> [Excerpt to read]:
╔══

According to MMoCA director Stephen Fleischman, the transition of the McClain Collection to a public institution has national and international significance. “I am grateful to Bill for this incredibly generous act, which will serve the community for generations to come. As a collector, Bill combines energy and enthusiasm with discerning judgment, and this collection reflects these qualities,” Fleischman said. “Works from the McClain Collection build upon an existing area of strength in the museum’s permanent collection, and the resulting resource will reward scholars and museum visitors far into the future. We are honored to be able to preserve and present these works for public view.”

The significance of the Chicago Imagists was established in the late 1960s and early 1970s. Between 1966 and 1971, Don Baum, director of the Hyde Park Art Center in Chicago, organized a series of exhibitions in Chicago that introduced audiences to several groups of young artists. These groups, including Hairy Who, Nonplussed Some, and False Image, were soon identified collectively as the Chicago Imagists. All of the artists were native to Chicago, in their 20s, and students at the School of the Art Institute of Chicago; at the school, they were influenced by the faculty, most especially Ray Yoshida, and by the Art Institute’s renowned collection of Surrealist art.

╚══

> [Entries supplied]:

╔══

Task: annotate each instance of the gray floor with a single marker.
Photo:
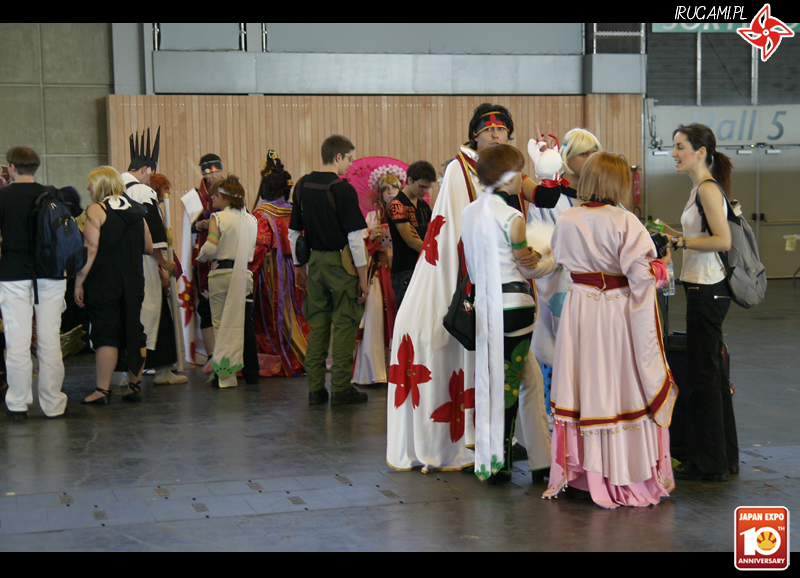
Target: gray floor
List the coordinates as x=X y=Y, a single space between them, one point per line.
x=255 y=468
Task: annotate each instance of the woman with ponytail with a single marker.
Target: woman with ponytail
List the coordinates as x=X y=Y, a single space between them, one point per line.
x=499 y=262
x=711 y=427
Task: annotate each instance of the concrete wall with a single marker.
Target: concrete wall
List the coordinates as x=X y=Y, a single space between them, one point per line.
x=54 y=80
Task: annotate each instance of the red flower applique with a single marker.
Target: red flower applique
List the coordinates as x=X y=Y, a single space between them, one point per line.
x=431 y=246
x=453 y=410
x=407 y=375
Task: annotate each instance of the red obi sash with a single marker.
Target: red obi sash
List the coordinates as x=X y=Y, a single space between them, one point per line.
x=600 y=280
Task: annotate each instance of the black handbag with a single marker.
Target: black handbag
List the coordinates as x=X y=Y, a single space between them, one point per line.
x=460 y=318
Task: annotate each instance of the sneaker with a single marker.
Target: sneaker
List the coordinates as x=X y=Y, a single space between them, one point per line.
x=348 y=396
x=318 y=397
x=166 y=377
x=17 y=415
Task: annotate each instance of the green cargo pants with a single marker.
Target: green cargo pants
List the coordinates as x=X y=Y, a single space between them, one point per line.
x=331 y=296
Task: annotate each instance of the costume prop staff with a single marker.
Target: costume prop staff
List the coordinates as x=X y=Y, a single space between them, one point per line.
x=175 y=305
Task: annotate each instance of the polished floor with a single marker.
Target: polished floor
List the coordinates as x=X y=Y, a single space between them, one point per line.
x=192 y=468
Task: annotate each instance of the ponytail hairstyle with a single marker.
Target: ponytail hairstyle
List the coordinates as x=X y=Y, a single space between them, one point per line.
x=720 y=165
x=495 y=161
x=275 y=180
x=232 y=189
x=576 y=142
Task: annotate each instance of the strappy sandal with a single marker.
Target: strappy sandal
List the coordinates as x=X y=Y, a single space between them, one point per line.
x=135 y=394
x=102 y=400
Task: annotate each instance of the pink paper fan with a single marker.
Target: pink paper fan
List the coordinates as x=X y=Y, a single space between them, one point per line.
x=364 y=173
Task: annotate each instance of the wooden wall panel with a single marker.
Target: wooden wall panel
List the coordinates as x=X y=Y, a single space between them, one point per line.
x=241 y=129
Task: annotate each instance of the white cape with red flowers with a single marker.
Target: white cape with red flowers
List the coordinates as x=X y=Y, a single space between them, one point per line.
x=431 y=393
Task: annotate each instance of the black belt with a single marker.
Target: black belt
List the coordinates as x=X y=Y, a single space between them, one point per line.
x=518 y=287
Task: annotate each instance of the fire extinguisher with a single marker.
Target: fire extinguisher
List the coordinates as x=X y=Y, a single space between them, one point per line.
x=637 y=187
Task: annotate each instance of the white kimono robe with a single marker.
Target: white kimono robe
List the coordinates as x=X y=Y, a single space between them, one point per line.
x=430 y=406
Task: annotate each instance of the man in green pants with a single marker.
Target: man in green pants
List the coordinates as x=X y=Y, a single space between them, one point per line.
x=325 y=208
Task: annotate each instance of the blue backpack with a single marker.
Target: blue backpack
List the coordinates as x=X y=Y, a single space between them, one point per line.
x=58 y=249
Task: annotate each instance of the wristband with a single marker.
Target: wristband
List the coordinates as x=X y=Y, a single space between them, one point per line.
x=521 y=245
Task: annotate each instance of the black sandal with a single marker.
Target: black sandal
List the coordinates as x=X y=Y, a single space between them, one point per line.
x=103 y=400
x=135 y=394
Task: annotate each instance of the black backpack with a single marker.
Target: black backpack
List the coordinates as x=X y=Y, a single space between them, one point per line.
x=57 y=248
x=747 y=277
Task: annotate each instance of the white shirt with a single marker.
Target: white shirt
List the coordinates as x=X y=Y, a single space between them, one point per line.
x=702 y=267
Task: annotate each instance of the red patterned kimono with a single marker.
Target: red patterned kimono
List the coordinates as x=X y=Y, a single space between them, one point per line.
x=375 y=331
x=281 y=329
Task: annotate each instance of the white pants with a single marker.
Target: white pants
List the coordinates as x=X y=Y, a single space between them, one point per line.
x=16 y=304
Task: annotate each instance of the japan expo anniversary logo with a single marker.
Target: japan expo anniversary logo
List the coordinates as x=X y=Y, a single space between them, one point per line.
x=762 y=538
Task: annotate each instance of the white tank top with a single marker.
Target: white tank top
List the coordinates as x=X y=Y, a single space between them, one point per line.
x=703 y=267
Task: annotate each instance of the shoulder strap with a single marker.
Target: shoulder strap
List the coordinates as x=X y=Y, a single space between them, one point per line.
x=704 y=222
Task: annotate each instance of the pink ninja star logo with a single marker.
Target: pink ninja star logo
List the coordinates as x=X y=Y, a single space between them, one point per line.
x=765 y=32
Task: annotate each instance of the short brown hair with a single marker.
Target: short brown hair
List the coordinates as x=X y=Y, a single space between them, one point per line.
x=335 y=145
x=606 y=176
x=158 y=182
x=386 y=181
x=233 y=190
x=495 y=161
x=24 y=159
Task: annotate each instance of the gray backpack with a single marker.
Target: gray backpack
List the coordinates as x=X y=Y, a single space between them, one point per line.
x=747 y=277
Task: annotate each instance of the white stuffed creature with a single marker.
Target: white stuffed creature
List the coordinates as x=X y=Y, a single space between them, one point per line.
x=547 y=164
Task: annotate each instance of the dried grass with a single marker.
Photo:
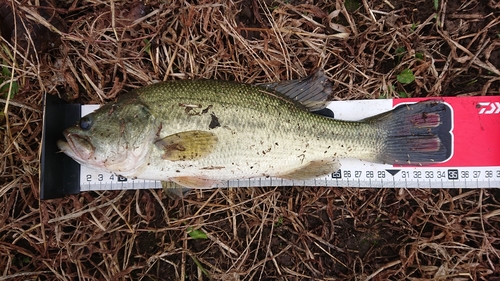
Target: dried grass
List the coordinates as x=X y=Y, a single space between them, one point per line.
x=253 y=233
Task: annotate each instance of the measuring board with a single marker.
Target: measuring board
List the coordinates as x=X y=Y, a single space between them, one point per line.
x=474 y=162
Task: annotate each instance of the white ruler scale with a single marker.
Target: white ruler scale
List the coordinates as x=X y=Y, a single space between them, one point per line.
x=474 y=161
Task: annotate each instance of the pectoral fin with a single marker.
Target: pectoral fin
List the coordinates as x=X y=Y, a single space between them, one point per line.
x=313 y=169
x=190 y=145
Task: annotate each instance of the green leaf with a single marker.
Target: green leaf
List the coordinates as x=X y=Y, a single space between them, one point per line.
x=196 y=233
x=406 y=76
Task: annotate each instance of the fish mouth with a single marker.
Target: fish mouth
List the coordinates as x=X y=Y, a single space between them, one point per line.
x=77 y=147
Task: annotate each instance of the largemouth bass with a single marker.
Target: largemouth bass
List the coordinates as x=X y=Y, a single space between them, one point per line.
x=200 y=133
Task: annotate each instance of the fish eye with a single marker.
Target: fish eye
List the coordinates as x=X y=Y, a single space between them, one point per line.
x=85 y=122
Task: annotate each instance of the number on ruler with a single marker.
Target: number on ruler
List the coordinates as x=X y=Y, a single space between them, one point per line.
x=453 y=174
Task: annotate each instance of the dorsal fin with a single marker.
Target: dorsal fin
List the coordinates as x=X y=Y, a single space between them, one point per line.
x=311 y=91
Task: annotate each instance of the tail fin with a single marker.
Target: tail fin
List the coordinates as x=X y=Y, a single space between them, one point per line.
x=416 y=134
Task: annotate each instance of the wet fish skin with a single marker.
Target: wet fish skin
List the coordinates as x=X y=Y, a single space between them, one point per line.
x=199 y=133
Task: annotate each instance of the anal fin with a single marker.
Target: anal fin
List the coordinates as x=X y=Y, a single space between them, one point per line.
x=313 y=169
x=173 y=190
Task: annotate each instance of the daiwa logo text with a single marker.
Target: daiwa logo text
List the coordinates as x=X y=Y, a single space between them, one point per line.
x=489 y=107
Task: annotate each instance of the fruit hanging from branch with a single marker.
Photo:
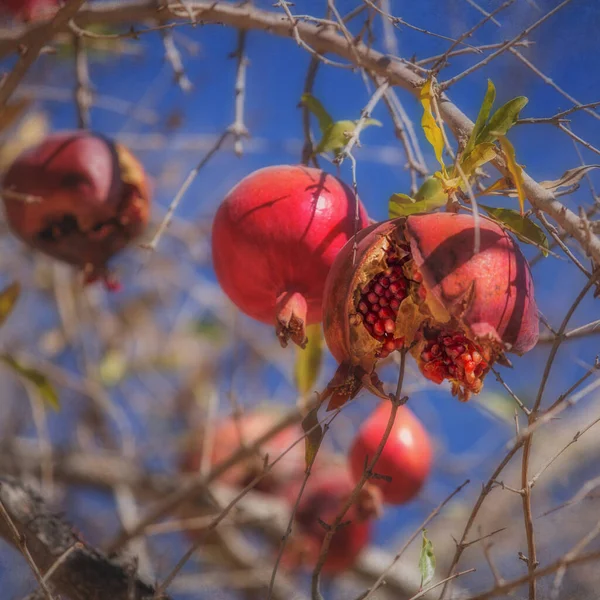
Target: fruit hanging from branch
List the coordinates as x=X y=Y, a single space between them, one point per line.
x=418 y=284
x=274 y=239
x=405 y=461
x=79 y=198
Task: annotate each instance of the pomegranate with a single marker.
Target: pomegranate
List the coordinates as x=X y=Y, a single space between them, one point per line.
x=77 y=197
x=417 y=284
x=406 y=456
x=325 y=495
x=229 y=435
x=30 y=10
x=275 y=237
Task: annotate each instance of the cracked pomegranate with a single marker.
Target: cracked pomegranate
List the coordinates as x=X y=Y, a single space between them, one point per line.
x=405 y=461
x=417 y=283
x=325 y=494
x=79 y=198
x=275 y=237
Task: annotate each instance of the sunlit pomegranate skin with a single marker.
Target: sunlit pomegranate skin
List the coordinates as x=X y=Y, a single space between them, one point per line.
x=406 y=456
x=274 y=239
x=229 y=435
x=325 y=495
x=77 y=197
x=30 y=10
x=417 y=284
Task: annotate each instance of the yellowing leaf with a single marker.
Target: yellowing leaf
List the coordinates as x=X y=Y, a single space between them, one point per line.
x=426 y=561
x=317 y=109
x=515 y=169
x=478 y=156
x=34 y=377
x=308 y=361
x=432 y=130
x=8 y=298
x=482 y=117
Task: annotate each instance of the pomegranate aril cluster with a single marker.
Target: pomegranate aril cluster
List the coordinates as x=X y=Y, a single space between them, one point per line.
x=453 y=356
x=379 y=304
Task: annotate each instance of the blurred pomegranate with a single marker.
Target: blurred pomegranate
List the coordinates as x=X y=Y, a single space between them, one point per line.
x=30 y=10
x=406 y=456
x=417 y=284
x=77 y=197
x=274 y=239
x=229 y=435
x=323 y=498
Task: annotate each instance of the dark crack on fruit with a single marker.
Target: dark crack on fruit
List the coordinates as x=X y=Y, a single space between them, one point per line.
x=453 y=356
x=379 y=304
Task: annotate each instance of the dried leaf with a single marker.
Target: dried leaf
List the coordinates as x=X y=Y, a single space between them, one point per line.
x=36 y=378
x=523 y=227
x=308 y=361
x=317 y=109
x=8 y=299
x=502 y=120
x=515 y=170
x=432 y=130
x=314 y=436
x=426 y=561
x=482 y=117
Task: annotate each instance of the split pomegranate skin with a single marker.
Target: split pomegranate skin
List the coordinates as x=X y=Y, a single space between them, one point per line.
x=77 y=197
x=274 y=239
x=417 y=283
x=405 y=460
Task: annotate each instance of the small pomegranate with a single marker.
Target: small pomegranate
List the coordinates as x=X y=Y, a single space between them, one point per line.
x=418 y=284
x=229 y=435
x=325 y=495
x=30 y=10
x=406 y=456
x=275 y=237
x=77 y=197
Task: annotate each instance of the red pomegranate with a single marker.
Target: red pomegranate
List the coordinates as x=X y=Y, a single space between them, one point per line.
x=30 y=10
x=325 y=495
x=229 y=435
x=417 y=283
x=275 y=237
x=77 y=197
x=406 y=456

╚══

> [Aim 1]:
Using the excerpt on the McClain Collection and the Chicago Imagists, state whether each statement agrees with it: (a) Don Baum organized a series of exhibitions in Chicago between 1966 and 1971; (b) the artists were in their 30s; (c) Stephen Fleischman directs the Art Institute of Chicago. For each, answer yes or no and quote the words of the excerpt that decide it.
> [Aim 2]:
Name every group of young artists mentioned in the excerpt on the McClain Collection and the Chicago Imagists.
> [Aim 3]:
Continue the excerpt on the McClain Collection and the Chicago Imagists from the point where it stops.

> [Output 1]:
(a) Yes: "Between 1966 and 1971, Don Baum, director of the Hyde Park Art Center in Chicago, organized a series of exhibitions in Chicago"
(b) No: "in their 20s"
(c) No: "MMoCA director Stephen Fleischman"

> [Output 2]:
Hairy Who, Nonplussed Some, False Image

> [Output 3]:
These vibrant artists were drawn, like Pop artists in New York and Los Angeles, to popular culture and the everyday world. However, unlike Pop art, Chicago Imagism was a fantasy art of brilliant color, graphic strength, and free line. It trafficked in brash cartoon-like satires that spoke to the political and social foibles, violence, and whimsy of contemporary life at the end of the 1960s.

Regarding the McClain Collection, MMoCA’s curator of collections, Richard H. Axsom, offered this assessment: “In its exceptional depth and scope, the collection is one of the most important of its kind. All major Imagists are included, with Jim Nutt, Gladys Nilsson, Karl Wirsum, and Ray Yoshida represented with a full range of works from all periods of their careers.”

In addressing why he chose the Madison Museum of Contemporary Art as the repository for his collection, Bill McClain said, “The care of these works was of primary concern, so the museum’s record as a vigilant steward of its permanent collection was important. I also knew the museum’s new main galleries would make a stunning setting for exhibitions of Imagists works.” McClain is a long-time friend of the museum, and a former member of the Board of Trustees (1989-94, 1995-2001, and 2002-03) and Board president (1995-1997).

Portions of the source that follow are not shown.